The records below are to be repeated in full, exactly as they are.

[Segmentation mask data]
•••
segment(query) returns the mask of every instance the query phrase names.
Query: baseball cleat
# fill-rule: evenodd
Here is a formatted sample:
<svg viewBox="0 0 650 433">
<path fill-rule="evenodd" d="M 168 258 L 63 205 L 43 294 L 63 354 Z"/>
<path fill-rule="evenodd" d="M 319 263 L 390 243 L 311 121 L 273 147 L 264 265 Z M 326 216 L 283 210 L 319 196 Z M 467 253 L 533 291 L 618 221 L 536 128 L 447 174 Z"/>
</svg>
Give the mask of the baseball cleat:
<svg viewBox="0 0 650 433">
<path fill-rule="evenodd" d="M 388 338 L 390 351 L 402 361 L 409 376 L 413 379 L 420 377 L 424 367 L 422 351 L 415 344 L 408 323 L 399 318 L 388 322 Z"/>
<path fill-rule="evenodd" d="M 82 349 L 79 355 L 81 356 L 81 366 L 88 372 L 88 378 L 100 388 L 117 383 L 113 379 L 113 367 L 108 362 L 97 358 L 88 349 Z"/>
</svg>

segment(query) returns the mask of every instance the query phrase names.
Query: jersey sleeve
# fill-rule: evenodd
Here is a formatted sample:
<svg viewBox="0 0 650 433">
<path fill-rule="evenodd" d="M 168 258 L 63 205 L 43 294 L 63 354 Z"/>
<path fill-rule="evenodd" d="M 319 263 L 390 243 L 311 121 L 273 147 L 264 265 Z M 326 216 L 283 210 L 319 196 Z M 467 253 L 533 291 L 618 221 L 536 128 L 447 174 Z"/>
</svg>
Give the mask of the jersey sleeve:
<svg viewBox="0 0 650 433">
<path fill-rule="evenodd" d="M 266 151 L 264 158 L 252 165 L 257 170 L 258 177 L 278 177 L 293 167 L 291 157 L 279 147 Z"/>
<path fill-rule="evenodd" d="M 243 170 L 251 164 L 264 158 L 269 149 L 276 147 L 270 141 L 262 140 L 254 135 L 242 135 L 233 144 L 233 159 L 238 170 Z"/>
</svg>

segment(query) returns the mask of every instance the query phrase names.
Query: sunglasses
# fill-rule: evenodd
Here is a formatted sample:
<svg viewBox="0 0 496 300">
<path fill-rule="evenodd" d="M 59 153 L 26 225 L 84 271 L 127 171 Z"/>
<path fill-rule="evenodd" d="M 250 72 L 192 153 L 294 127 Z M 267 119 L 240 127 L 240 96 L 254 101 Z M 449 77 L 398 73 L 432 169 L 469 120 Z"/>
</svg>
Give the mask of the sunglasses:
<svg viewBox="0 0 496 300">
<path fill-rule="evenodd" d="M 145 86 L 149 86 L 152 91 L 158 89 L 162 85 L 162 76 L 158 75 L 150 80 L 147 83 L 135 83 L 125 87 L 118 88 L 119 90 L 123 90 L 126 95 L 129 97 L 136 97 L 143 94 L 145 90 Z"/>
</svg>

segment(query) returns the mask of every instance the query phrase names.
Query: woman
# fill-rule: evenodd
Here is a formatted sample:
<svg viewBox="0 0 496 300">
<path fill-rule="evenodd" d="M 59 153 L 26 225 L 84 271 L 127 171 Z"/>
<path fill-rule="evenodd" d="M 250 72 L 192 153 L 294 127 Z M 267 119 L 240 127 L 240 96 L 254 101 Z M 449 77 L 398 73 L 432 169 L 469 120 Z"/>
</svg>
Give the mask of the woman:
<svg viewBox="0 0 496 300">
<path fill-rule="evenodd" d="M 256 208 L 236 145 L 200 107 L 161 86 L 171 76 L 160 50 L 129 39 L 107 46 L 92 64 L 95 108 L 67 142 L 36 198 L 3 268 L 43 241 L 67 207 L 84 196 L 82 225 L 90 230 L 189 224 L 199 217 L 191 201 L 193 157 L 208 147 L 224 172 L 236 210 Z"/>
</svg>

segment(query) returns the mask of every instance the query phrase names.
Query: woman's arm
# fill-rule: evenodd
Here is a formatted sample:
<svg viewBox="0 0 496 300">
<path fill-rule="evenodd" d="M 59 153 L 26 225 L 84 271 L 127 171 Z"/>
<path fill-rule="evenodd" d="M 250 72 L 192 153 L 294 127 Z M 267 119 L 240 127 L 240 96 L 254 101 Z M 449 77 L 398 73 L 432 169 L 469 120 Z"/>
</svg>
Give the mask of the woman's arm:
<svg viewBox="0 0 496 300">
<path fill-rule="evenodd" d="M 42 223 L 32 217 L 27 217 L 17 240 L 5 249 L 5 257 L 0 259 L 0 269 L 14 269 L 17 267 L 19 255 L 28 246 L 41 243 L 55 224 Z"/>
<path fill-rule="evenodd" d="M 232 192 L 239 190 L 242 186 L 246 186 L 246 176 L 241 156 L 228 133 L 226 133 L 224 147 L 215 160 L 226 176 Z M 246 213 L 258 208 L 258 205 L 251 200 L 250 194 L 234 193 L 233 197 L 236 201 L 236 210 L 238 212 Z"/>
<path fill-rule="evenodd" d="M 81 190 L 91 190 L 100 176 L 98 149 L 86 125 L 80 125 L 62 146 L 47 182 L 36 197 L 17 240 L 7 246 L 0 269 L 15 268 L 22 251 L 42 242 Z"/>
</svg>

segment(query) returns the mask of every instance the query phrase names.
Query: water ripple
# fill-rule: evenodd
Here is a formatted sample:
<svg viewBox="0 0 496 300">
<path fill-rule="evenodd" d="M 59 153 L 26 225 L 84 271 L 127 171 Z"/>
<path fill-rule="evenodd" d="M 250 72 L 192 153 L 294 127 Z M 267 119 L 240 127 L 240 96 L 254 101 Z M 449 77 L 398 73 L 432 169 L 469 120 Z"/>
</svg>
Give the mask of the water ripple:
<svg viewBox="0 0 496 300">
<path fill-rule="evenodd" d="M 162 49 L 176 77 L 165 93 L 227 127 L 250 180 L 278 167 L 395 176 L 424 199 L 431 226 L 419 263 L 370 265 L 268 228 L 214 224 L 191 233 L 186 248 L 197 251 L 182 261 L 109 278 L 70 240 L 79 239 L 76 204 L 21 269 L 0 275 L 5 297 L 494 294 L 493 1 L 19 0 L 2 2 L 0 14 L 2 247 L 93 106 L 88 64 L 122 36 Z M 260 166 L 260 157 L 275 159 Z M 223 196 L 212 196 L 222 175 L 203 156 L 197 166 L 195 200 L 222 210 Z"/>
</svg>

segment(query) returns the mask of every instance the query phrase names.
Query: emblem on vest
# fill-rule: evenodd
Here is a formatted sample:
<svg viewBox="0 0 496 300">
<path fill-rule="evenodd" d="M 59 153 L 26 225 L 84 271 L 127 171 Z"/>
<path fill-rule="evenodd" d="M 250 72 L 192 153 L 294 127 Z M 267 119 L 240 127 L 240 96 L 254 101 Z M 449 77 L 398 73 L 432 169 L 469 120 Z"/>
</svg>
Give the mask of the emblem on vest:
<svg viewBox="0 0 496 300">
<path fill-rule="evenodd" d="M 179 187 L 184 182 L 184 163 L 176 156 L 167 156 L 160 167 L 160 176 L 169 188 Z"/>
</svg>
•••
**TASK OUTPUT:**
segment(query) returns the mask of every instance the query phrase names.
Query: baseball cleat
# fill-rule: evenodd
Here is a formatted sample:
<svg viewBox="0 0 650 433">
<path fill-rule="evenodd" d="M 168 258 L 63 205 L 43 294 L 63 354 Z"/>
<path fill-rule="evenodd" d="M 319 263 L 390 243 L 311 121 L 273 147 L 264 265 Z M 326 216 L 283 210 L 319 196 Z M 467 253 L 533 291 L 618 221 L 536 128 L 447 174 Z"/>
</svg>
Give the mask of the baseball cleat:
<svg viewBox="0 0 650 433">
<path fill-rule="evenodd" d="M 388 338 L 390 351 L 402 361 L 409 376 L 413 379 L 420 377 L 424 367 L 422 351 L 415 344 L 408 323 L 399 318 L 388 322 Z"/>
<path fill-rule="evenodd" d="M 82 349 L 79 355 L 81 356 L 81 366 L 88 372 L 88 378 L 100 388 L 117 383 L 113 379 L 113 367 L 108 362 L 97 358 L 88 349 Z"/>
</svg>

segment(query) returns the mask of every instance the query phrase names.
Query: jersey sleeve
# fill-rule: evenodd
Here is a formatted sample:
<svg viewBox="0 0 650 433">
<path fill-rule="evenodd" d="M 168 258 L 63 205 L 43 294 L 63 354 Z"/>
<path fill-rule="evenodd" d="M 319 263 L 390 243 L 311 121 L 273 147 L 264 265 Z M 326 216 L 283 210 L 319 196 Z M 467 253 L 533 291 L 618 221 L 536 128 L 447 174 Z"/>
</svg>
Give the mask of the jersey sleeve:
<svg viewBox="0 0 650 433">
<path fill-rule="evenodd" d="M 266 151 L 264 158 L 252 165 L 257 170 L 258 177 L 278 177 L 293 167 L 291 157 L 279 147 Z"/>
<path fill-rule="evenodd" d="M 243 170 L 251 164 L 264 158 L 269 149 L 276 147 L 270 141 L 262 140 L 254 135 L 242 135 L 233 144 L 233 159 L 238 170 Z"/>
</svg>

segment(query) returns the mask of every instance the query phrase names.
Query: sunglasses
# fill-rule: evenodd
Here is a formatted sample:
<svg viewBox="0 0 496 300">
<path fill-rule="evenodd" d="M 59 153 L 26 225 L 84 271 L 127 171 Z"/>
<path fill-rule="evenodd" d="M 250 72 L 192 153 L 294 127 Z M 267 119 L 240 127 L 240 96 L 254 101 Z M 449 77 L 398 73 L 432 169 L 469 120 Z"/>
</svg>
Give the mask of the sunglasses:
<svg viewBox="0 0 496 300">
<path fill-rule="evenodd" d="M 145 86 L 149 86 L 152 91 L 158 89 L 162 85 L 162 76 L 158 75 L 150 80 L 147 83 L 135 83 L 125 87 L 118 88 L 119 90 L 123 90 L 126 95 L 129 97 L 136 97 L 143 94 L 145 90 Z"/>
</svg>

segment(query) returns the mask of every instance the query phrase names.
Query: woman
# fill-rule: evenodd
Here is a formatted sample:
<svg viewBox="0 0 496 300">
<path fill-rule="evenodd" d="M 59 153 L 26 225 L 84 271 L 127 171 Z"/>
<path fill-rule="evenodd" d="M 250 72 L 192 153 L 294 127 Z M 267 119 L 240 127 L 240 96 L 254 101 Z M 449 77 L 398 73 L 432 169 L 469 120 Z"/>
</svg>
Give the mask of the woman:
<svg viewBox="0 0 496 300">
<path fill-rule="evenodd" d="M 256 208 L 236 145 L 200 107 L 161 86 L 171 76 L 160 50 L 129 39 L 107 46 L 92 64 L 95 108 L 67 142 L 36 198 L 3 268 L 43 241 L 67 207 L 84 196 L 82 225 L 90 230 L 189 224 L 199 217 L 191 201 L 193 157 L 208 147 L 224 172 L 236 210 Z"/>
</svg>

segment(query) returns the mask of every instance the query phrase names.
Query: woman's arm
# fill-rule: evenodd
Here is a formatted sample:
<svg viewBox="0 0 496 300">
<path fill-rule="evenodd" d="M 59 153 L 26 225 L 84 271 L 127 171 Z"/>
<path fill-rule="evenodd" d="M 250 72 L 192 153 L 294 127 Z M 267 119 L 240 127 L 240 96 L 254 101 Z M 449 77 L 398 73 L 432 169 L 469 120 Z"/>
</svg>
Give the mask of the woman's arm:
<svg viewBox="0 0 496 300">
<path fill-rule="evenodd" d="M 42 223 L 32 217 L 27 217 L 17 240 L 5 249 L 5 257 L 0 259 L 0 269 L 14 269 L 17 267 L 19 255 L 28 246 L 41 243 L 55 224 Z"/>
<path fill-rule="evenodd" d="M 232 192 L 239 190 L 242 186 L 246 186 L 246 176 L 241 156 L 228 133 L 226 133 L 224 147 L 215 160 L 226 176 Z M 246 213 L 258 208 L 258 205 L 251 200 L 250 194 L 234 193 L 233 197 L 236 201 L 236 210 L 238 212 Z"/>
<path fill-rule="evenodd" d="M 81 190 L 91 190 L 100 176 L 98 149 L 86 125 L 80 125 L 62 146 L 47 182 L 36 197 L 17 240 L 7 246 L 0 269 L 15 268 L 22 251 L 42 242 Z"/>
</svg>

segment(query) returns the mask of every instance the query phrase names.
Query: water ripple
# fill-rule: evenodd
Here is a formatted sample:
<svg viewBox="0 0 496 300">
<path fill-rule="evenodd" d="M 59 153 L 26 225 L 84 271 L 127 171 Z"/>
<path fill-rule="evenodd" d="M 250 72 L 192 153 L 294 127 Z M 267 119 L 240 127 L 240 96 L 254 101 Z M 449 77 L 398 73 L 432 169 L 469 120 Z"/>
</svg>
Give the mask of the water ripple:
<svg viewBox="0 0 496 300">
<path fill-rule="evenodd" d="M 162 49 L 176 77 L 165 93 L 227 127 L 250 180 L 278 167 L 395 176 L 424 199 L 431 226 L 419 263 L 370 265 L 268 228 L 214 224 L 191 233 L 186 248 L 197 251 L 182 261 L 109 278 L 70 240 L 79 239 L 76 204 L 21 269 L 0 275 L 5 297 L 494 294 L 493 1 L 19 0 L 2 2 L 0 14 L 2 247 L 93 106 L 88 64 L 122 36 Z M 260 166 L 260 157 L 275 159 Z M 223 196 L 212 196 L 222 175 L 203 156 L 197 166 L 195 200 L 222 210 Z"/>
</svg>

segment(query) returns the mask of every instance the query phrase names.
Query: emblem on vest
# fill-rule: evenodd
Here is a formatted sample:
<svg viewBox="0 0 496 300">
<path fill-rule="evenodd" d="M 59 153 L 26 225 L 84 271 L 127 171 Z"/>
<path fill-rule="evenodd" d="M 250 72 L 192 153 L 294 127 Z M 267 119 L 240 127 L 240 96 L 254 101 Z M 449 77 L 398 73 L 432 169 L 469 120 Z"/>
</svg>
Give the mask of the emblem on vest:
<svg viewBox="0 0 496 300">
<path fill-rule="evenodd" d="M 179 187 L 184 182 L 184 163 L 176 156 L 167 156 L 160 167 L 160 176 L 169 188 Z"/>
</svg>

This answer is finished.